# What the exercise asks:
From the data below, rewrite every line from the one containing "Flashcard task. Put a dot on each instance of the blue" through the one containing "x=359 y=862", requests included, multiplying each answer coordinate by 2.4 and rounding to whole numbers with halves going up. Leave the numbers in the requests and their format samples unchanged.

(A run of records)

---+---

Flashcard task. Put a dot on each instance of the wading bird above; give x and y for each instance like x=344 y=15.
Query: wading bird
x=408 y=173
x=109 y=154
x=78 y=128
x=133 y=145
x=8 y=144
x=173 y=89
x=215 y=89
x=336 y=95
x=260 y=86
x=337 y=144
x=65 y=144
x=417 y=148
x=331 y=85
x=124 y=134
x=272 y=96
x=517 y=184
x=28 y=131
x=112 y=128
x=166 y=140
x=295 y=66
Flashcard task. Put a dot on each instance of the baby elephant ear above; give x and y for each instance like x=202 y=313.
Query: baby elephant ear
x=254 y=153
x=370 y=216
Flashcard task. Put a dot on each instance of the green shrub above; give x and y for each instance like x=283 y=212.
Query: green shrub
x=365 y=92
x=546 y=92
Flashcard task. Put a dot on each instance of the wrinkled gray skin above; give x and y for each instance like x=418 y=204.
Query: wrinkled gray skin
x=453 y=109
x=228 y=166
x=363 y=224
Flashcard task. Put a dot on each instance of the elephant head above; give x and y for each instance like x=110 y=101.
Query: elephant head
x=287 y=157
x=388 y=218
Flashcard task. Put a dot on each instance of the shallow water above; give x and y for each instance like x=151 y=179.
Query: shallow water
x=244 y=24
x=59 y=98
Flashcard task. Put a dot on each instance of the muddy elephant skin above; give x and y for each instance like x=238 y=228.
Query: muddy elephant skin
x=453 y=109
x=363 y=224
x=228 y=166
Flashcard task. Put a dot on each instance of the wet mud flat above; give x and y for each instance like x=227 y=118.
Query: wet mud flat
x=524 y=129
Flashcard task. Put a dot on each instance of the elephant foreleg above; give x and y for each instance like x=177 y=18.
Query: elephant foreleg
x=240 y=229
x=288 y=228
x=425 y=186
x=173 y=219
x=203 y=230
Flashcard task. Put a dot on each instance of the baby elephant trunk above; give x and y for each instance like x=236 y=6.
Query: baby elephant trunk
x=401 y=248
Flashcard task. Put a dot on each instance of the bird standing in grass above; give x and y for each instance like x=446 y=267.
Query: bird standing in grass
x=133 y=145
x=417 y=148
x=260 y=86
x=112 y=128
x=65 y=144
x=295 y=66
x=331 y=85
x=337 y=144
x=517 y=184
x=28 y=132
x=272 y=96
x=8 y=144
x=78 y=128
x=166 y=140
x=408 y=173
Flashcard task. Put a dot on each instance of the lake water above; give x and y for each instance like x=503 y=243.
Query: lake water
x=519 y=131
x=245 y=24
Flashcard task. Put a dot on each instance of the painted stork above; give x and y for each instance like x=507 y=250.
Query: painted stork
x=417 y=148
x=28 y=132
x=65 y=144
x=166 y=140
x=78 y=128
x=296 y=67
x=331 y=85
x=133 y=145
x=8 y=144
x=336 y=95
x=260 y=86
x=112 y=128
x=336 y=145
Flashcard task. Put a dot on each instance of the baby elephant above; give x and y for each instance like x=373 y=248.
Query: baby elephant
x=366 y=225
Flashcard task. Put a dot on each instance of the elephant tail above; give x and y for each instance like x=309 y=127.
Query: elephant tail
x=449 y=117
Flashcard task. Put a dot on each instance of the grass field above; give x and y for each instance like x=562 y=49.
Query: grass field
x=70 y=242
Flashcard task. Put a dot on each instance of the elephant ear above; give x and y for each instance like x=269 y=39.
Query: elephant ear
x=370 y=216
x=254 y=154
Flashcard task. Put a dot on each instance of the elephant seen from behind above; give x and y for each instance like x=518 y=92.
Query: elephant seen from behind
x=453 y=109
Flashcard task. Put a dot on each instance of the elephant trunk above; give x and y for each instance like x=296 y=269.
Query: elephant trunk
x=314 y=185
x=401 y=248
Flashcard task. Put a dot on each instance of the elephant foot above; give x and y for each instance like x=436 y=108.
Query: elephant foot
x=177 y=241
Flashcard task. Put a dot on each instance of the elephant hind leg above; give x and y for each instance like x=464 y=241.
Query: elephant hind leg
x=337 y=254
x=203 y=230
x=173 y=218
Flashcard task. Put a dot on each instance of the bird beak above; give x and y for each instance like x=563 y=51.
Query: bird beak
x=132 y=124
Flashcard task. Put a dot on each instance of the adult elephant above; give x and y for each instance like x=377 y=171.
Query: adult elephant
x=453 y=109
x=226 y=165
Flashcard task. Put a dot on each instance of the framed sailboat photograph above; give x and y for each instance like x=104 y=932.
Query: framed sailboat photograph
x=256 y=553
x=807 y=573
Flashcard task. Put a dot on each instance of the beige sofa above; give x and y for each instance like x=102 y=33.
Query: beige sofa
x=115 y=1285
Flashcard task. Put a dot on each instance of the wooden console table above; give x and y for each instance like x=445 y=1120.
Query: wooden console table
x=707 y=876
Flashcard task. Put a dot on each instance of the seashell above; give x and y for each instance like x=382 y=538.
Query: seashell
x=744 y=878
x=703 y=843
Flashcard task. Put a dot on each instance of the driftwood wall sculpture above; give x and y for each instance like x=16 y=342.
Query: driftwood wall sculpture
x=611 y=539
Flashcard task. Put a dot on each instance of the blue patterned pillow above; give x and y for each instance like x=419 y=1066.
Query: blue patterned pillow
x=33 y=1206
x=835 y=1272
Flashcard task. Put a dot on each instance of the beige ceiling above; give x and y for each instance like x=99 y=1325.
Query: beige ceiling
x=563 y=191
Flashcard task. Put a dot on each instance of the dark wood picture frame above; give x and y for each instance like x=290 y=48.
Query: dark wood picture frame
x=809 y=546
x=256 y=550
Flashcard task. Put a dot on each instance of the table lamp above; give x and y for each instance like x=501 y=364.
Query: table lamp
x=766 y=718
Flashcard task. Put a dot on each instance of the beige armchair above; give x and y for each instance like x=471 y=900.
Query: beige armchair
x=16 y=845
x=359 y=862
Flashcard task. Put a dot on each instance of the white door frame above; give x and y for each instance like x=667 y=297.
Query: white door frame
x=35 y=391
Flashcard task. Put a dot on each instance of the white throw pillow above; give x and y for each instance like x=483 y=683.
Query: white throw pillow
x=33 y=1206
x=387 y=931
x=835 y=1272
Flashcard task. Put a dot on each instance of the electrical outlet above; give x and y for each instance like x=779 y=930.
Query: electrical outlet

---+---

# Task solution:
Flashcard task. Put a dot on each instance of the blue patterned pillow above; give x and y for each instance like x=419 y=1066.
Query: blue patterned pillow
x=79 y=2894
x=2004 y=3053
Flashcard task. Put a dot on each instance of the beige ceiling above; give x and y for each instance like x=99 y=1325.
Query: beige ceiling
x=1351 y=458
Flashcard task. Put a dot on each instance of the dark wood picture frame above; give x and y for each instance like x=290 y=48.
Query: dark wood picture frame
x=1942 y=1310
x=614 y=1320
Flashcard task. Put a dot on each instance of the table lamp above; give x and y for each instance like x=501 y=364.
Query: table lamp
x=1838 y=1723
Flashcard task. Put a dot on each instance of the beige armchair above; give x and y for each instance like x=471 y=900.
Query: beige armchair
x=38 y=2028
x=862 y=2069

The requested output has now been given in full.